**WHAT NEEDS TO BE DONE:** Edit the records from the line containing "I need to find the on-screen element for the autumn" through the end of the records so that "autumn tree" becomes "fall tree", leaving all else unchanged, and give only those lines.

**ITEMS:**
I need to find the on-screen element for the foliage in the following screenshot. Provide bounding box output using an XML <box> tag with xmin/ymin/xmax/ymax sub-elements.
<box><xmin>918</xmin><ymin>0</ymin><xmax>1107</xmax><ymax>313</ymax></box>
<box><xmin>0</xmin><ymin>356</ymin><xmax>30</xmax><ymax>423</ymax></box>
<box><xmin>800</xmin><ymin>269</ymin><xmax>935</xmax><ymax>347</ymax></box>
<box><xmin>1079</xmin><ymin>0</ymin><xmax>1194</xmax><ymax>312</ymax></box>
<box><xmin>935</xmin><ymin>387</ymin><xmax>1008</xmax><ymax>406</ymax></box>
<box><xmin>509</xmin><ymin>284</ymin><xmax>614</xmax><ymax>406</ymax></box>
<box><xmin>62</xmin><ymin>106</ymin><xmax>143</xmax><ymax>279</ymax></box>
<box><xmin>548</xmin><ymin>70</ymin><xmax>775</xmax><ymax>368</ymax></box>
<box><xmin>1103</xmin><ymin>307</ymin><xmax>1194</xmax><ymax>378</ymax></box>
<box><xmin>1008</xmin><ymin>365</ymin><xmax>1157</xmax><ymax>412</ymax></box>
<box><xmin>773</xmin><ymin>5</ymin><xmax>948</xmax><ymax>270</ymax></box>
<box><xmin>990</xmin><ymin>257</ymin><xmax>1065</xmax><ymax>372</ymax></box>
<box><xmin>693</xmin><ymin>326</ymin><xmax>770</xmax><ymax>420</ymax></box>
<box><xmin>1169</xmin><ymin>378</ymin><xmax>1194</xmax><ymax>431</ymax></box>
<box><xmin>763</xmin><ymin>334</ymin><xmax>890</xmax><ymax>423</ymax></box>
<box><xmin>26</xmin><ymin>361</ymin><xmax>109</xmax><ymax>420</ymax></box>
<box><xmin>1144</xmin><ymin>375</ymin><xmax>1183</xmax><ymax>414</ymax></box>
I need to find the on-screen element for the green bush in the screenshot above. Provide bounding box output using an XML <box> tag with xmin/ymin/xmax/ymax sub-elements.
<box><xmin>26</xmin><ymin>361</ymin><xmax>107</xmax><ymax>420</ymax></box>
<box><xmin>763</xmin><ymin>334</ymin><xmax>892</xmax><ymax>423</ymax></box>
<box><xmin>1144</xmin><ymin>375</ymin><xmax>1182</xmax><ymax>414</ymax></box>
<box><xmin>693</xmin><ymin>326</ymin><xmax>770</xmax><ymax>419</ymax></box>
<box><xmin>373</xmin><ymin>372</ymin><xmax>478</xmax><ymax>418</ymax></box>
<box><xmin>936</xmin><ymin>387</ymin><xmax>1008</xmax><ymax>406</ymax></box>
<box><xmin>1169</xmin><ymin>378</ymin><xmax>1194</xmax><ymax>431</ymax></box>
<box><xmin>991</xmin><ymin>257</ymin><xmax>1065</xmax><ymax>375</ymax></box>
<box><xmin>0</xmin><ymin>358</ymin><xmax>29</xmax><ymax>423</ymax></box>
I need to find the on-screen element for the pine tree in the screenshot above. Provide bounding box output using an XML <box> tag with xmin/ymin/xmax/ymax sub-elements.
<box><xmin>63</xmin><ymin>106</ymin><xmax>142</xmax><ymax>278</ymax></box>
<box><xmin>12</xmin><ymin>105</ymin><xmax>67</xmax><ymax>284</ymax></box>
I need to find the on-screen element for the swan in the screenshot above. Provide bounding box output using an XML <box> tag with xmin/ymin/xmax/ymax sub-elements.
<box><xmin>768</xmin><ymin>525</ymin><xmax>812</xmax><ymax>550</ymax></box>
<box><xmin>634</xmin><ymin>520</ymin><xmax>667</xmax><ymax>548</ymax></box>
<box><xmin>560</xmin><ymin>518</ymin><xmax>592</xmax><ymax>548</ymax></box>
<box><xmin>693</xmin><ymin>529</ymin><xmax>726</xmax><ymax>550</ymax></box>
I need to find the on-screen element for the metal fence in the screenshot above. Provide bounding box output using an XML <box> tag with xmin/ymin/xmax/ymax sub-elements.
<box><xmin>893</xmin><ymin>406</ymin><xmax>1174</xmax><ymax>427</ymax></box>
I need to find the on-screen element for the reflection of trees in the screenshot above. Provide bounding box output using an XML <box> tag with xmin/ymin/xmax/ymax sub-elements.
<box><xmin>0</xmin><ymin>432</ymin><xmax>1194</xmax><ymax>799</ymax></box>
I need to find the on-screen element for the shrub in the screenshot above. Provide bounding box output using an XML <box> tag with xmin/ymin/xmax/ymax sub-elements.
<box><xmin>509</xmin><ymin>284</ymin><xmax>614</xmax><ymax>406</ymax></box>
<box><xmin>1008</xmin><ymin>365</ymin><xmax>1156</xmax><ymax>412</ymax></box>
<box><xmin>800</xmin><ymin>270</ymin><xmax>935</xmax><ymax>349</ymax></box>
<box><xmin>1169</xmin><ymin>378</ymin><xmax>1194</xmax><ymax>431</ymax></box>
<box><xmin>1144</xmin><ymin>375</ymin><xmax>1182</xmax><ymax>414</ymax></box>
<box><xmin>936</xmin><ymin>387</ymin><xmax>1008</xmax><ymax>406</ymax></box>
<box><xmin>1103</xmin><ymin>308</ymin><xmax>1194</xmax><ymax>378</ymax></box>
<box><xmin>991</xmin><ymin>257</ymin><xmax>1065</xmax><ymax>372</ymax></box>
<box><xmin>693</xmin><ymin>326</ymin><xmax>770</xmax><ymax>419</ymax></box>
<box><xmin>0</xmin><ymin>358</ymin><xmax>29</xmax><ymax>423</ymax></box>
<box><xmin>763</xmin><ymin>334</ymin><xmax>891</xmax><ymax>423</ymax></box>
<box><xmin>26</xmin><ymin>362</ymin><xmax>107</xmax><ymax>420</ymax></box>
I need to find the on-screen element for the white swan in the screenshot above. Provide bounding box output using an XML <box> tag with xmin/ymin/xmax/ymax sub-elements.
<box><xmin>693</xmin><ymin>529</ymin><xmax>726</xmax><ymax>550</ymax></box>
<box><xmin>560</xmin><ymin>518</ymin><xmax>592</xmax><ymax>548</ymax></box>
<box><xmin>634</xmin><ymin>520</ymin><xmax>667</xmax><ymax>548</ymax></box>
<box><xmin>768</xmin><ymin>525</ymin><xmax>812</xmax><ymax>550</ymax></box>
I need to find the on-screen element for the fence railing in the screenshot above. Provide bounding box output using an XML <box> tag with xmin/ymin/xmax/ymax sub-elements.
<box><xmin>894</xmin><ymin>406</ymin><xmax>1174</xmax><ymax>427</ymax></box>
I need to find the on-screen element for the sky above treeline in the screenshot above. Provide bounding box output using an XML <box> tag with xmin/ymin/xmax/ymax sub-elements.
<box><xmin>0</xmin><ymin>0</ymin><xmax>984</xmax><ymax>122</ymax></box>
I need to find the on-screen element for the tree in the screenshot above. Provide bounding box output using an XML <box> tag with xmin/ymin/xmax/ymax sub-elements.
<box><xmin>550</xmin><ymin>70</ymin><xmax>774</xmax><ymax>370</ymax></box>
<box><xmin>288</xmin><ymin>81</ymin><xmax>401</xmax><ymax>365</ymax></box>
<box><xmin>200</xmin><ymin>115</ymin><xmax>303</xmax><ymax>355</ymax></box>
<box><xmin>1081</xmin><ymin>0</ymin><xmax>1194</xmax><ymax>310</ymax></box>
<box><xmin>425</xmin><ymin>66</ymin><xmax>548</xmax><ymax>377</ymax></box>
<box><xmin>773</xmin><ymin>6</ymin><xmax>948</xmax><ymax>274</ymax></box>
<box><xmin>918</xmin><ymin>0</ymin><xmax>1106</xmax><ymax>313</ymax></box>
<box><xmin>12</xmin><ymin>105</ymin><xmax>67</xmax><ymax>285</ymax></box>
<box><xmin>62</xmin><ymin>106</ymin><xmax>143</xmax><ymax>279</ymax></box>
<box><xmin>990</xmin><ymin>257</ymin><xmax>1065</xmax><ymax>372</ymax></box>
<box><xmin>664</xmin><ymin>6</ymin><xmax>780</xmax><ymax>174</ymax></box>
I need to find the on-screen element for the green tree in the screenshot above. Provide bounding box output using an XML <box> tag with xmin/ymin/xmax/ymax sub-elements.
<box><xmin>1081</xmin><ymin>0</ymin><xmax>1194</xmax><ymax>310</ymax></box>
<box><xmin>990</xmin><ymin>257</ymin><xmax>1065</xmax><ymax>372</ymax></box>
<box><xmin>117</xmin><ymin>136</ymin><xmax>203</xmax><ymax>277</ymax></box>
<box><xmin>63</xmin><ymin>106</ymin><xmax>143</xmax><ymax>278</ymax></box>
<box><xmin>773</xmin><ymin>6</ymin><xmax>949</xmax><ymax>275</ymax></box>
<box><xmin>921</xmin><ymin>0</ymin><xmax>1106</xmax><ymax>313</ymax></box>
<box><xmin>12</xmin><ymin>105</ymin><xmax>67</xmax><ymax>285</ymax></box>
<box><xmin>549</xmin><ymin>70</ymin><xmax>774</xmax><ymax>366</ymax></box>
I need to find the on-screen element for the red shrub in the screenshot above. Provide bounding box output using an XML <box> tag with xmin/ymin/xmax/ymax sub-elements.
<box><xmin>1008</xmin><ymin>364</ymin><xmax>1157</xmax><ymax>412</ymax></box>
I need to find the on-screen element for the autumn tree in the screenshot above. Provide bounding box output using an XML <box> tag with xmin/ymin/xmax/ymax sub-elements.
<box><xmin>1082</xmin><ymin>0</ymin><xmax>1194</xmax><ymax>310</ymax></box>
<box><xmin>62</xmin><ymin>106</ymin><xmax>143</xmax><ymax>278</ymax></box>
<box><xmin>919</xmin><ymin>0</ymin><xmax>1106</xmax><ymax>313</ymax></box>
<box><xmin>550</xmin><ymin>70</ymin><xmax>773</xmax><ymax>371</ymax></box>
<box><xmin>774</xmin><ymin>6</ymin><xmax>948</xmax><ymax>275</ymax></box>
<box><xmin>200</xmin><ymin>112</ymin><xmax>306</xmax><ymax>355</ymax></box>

**SOLVED EXERCISE:**
I need to find the on-screen element for the fall tree in the screenshot above. Provide bounding box output using an XML <box> tag with xmin/ymin/xmax/ymax sub-elements.
<box><xmin>1082</xmin><ymin>0</ymin><xmax>1194</xmax><ymax>310</ymax></box>
<box><xmin>62</xmin><ymin>106</ymin><xmax>143</xmax><ymax>278</ymax></box>
<box><xmin>919</xmin><ymin>0</ymin><xmax>1106</xmax><ymax>313</ymax></box>
<box><xmin>550</xmin><ymin>70</ymin><xmax>773</xmax><ymax>371</ymax></box>
<box><xmin>774</xmin><ymin>6</ymin><xmax>948</xmax><ymax>275</ymax></box>
<box><xmin>200</xmin><ymin>112</ymin><xmax>306</xmax><ymax>355</ymax></box>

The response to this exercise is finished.